## Task requirements
For the entries below, state how many lines contain the string "negative". Add nothing else.

═══

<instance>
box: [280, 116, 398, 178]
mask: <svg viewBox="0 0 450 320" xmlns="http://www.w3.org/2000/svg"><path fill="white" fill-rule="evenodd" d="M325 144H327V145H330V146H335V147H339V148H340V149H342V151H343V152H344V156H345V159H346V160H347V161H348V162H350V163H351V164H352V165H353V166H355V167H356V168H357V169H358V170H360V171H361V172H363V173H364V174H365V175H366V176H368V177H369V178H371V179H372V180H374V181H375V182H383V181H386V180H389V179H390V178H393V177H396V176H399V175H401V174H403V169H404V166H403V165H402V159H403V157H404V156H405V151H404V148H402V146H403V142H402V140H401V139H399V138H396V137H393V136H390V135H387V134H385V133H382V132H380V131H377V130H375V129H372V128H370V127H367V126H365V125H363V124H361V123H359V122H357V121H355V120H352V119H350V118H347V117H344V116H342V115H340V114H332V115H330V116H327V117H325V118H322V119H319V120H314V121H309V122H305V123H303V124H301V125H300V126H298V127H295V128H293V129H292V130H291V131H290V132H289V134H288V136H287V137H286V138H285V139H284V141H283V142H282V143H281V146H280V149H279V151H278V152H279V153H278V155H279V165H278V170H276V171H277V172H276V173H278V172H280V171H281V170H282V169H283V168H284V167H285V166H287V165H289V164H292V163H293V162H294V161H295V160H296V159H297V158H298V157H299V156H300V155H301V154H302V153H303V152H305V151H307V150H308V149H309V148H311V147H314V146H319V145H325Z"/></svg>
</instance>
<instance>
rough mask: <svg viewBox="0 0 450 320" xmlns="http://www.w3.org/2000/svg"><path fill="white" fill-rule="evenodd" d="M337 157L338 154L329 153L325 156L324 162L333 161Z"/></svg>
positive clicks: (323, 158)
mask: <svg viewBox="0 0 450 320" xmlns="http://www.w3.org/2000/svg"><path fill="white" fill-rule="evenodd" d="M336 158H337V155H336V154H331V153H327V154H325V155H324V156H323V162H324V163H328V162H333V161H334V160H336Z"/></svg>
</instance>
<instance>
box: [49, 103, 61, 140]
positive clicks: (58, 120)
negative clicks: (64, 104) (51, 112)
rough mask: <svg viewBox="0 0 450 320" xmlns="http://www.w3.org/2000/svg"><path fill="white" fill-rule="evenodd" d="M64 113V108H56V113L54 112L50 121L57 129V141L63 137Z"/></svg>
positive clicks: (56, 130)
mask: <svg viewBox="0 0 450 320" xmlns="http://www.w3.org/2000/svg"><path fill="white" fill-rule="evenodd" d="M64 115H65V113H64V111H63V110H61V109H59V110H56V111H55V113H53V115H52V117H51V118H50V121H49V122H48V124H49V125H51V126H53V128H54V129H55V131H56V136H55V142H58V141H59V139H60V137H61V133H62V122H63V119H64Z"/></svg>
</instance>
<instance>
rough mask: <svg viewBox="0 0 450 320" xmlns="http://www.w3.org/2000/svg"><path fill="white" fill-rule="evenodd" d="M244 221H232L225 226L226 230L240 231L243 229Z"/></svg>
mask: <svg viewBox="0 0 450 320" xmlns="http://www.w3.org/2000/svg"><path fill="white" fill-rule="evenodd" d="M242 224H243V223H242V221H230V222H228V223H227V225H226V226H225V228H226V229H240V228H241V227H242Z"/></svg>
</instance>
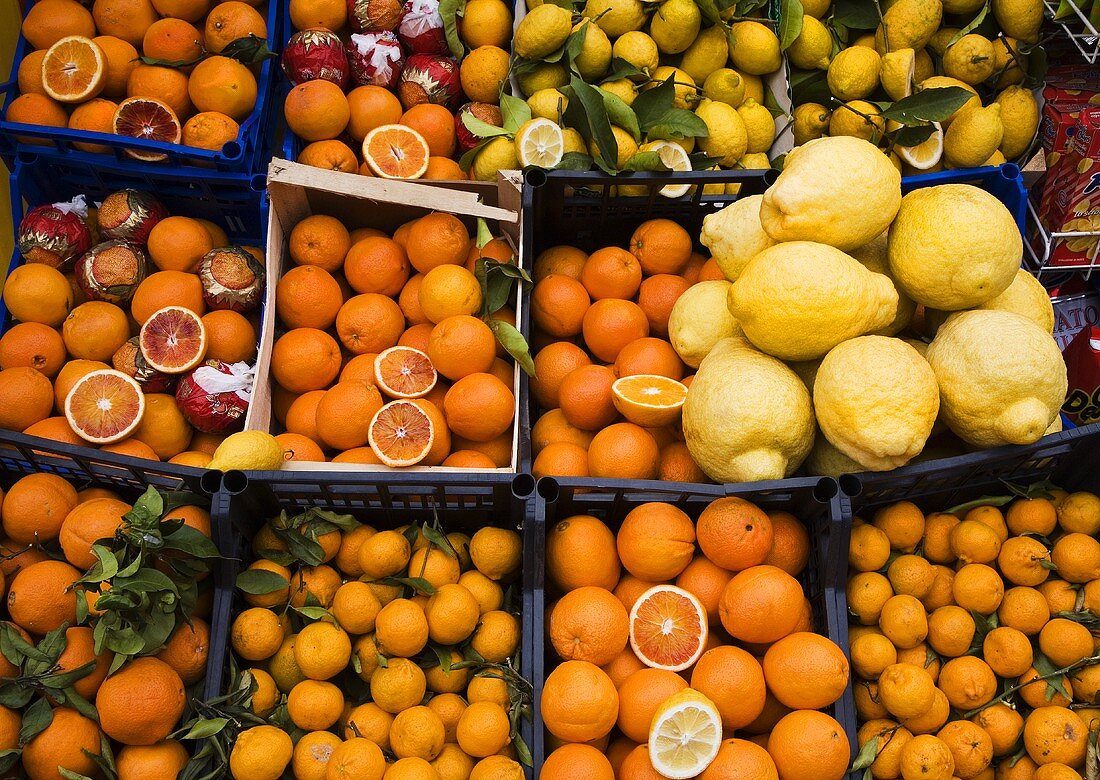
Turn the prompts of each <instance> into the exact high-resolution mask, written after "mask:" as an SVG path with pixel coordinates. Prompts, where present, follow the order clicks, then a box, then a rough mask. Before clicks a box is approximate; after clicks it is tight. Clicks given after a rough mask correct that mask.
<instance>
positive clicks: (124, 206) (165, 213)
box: [96, 189, 168, 246]
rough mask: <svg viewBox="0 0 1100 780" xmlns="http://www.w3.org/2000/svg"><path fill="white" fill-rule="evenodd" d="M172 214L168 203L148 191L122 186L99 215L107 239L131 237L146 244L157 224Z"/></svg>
mask: <svg viewBox="0 0 1100 780" xmlns="http://www.w3.org/2000/svg"><path fill="white" fill-rule="evenodd" d="M167 216H168V210H167V209H166V208H164V204H162V202H161V201H160V200H157V199H156V198H154V197H153V196H152V195H150V194H149V193H143V191H141V190H138V189H122V190H119V191H118V193H111V194H110V195H108V196H107V198H106V199H105V200H103V202H102V204H100V205H99V211H98V212H97V215H96V218H97V220H98V221H99V232H100V233H101V234H102V237H103V238H105V239H118V240H120V241H130V242H132V243H135V244H142V245H143V246H144V245H145V243H146V242H147V241H149V233H150V231H152V230H153V226H154V224H156V223H157V222H160V221H161V220H162V219H164V218H165V217H167Z"/></svg>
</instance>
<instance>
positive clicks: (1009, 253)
mask: <svg viewBox="0 0 1100 780" xmlns="http://www.w3.org/2000/svg"><path fill="white" fill-rule="evenodd" d="M888 252H889V260H890V270H891V272H893V277H894V281H895V282H897V283H898V284H899V285H900V288H901V289H903V290H904V292H905V294H906V295H909V296H910V297H911V298H913V300H915V301H916V303H919V304H923V305H924V306H928V307H931V308H934V309H943V310H945V311H958V310H960V309H969V308H974V307H975V306H981V305H982V304H985V303H986V301H987V300H991V299H992V298H996V297H997V296H998V295H1000V294H1001V293H1003V292H1004V290H1005V289H1008V288H1009V285H1010V284H1012V279H1013V278H1015V275H1016V270H1018V268H1019V267H1020V259H1021V256H1022V255H1023V241H1022V239H1021V238H1020V229H1019V228H1018V227H1016V222H1015V220H1014V219H1013V218H1012V215H1011V213H1010V212H1009V210H1008V209H1007V208H1005V207H1004V206H1003V205H1002V204H1001V201H1000V200H998V199H997V198H994V197H993V196H992V195H990V194H989V193H987V191H985V190H982V189H979V188H978V187H974V186H971V185H968V184H945V185H939V186H936V187H925V188H923V189H915V190H913V191H912V193H910V194H909V195H906V196H905V197H904V198H902V201H901V208H900V209H899V211H898V218H897V219H895V220H894V221H893V224H892V226H890V238H889V249H888Z"/></svg>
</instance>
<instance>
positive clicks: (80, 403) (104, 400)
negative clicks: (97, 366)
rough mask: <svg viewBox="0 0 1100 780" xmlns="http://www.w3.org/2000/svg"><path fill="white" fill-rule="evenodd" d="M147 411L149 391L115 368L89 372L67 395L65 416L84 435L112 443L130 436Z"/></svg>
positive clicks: (71, 425) (74, 426) (78, 435)
mask: <svg viewBox="0 0 1100 780" xmlns="http://www.w3.org/2000/svg"><path fill="white" fill-rule="evenodd" d="M144 414H145V394H144V393H142V392H141V386H140V385H139V384H138V383H136V382H134V381H133V380H132V378H130V377H129V376H127V375H125V374H123V373H122V372H121V371H116V370H114V369H101V370H100V371H92V372H91V373H89V374H85V375H84V376H81V377H80V380H79V381H78V382H77V383H76V384H75V385H73V389H70V391H69V394H68V395H67V396H65V419H67V420H68V422H69V425H70V426H72V427H73V430H74V431H76V433H77V435H78V436H79V437H80V438H81V439H86V440H88V441H91V442H94V443H96V444H110V443H111V442H113V441H121V440H122V439H125V438H127V437H128V436H130V435H131V433H132V432H133V430H134V428H136V427H138V425H139V424H140V422H141V418H142V416H143V415H144Z"/></svg>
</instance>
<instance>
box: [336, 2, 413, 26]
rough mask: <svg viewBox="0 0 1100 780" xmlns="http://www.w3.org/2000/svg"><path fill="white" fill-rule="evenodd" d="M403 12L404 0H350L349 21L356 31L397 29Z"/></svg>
mask: <svg viewBox="0 0 1100 780" xmlns="http://www.w3.org/2000/svg"><path fill="white" fill-rule="evenodd" d="M401 13H404V9H403V8H401V0H348V21H350V22H351V29H352V31H353V32H356V33H381V32H386V31H393V30H396V29H397V25H398V24H400V21H401Z"/></svg>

═══

## Task response
2